## Start PASSAGE SHOWN

KYIV — Ukrainian President Volodymyr Zelensky on Saturday ruled out any proposal that asks Ukraine to surrender territory to Russia, directly rebuffing U.S. President Donald Trump’s suggestion that a peace deal could include “some swapping of territories.”
In a video address, Zelensky said Ukraine’s borders are guaranteed by its Constitution and “no one will retreat… Ukrainians will not give their land to the occupier,” adding that decisions “without Ukraine” are “dead decisions” that cannot bring peace.
The remarks came as Trump said he will meet Russian President Vladimir Putin in Alaska on August 15 to discuss ending the war. The venue choice followed weeks of venue wrangling complicated by Putin’s International Criminal Court arrest warrant over the unlawful deportation of Ukrainian children, which restricts his travel to ICC member states. The United States is not a party to the ICC, easing a visit to Alaska.
Allies rally around Kyiv
European leaders quickly signaled support for Zelensky’s stance. UK Prime Minister Keir Starmer spoke with Zelensky and later said pressure must remain on Putin to end the “illegal war,” while France’s President Emmanuel Macron reiterated continued assistance for Kyiv, according to official readouts and regional reporting. Meanwhile, a hastily convened gathering of national security advisers hosted in the UK by Foreign Secretary David Lammy and U.S. Vice President JD Vance was billed as a “vital forum” to align positions before the Alaska meeting.

## End PASSAGE SHOWN
## Start LISTING

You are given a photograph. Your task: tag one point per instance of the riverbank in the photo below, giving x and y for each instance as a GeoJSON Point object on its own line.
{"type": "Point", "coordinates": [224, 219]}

## End LISTING
## Start LISTING

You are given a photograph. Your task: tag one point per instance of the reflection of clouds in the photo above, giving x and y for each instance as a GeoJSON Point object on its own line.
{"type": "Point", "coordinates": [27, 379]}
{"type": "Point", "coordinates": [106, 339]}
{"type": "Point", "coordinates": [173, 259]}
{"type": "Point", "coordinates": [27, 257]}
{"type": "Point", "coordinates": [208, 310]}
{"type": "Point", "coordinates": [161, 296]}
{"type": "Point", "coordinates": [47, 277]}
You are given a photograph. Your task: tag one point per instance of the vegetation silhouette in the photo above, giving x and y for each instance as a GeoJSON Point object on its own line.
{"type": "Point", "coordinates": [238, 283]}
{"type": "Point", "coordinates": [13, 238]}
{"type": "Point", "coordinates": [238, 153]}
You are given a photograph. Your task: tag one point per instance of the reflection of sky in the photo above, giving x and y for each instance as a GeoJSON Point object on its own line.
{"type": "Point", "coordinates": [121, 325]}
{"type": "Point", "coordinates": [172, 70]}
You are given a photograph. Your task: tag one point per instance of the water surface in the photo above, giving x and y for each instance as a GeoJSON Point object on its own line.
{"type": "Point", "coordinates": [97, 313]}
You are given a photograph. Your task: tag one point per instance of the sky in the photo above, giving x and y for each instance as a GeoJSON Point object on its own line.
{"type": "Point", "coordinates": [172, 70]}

## End LISTING

WORK TO COMPLETE:
**1.** In the article on Zelensky's response, where and on what date does Trump say he will meet Putin?
**2.** Using the article on Zelensky's response, explain why Alaska made the meeting with Putin easier to arrange.
**3.** Rewrite the part of the article on Zelensky's response that opens with the words containing "In a video address, Zelensky" and closes with "cannot bring peace.", substituting "invader" for "occupier".
The entries were taken from a separate source.

CORRECT ANSWERS:
**1.** In Alaska on August 15.

**2.** Putin faces an International Criminal Court arrest warrant that restricts his travel to ICC member states. The United States is not a party to the ICC, so a visit to Alaska is easier for him.

**3.**
In a video address, Zelensky said Ukraine’s borders are guaranteed by its Constitution and “no one will retreat… Ukrainians will not give their land to the invader,” adding that decisions “without Ukraine” are “dead decisions” that cannot bring peace.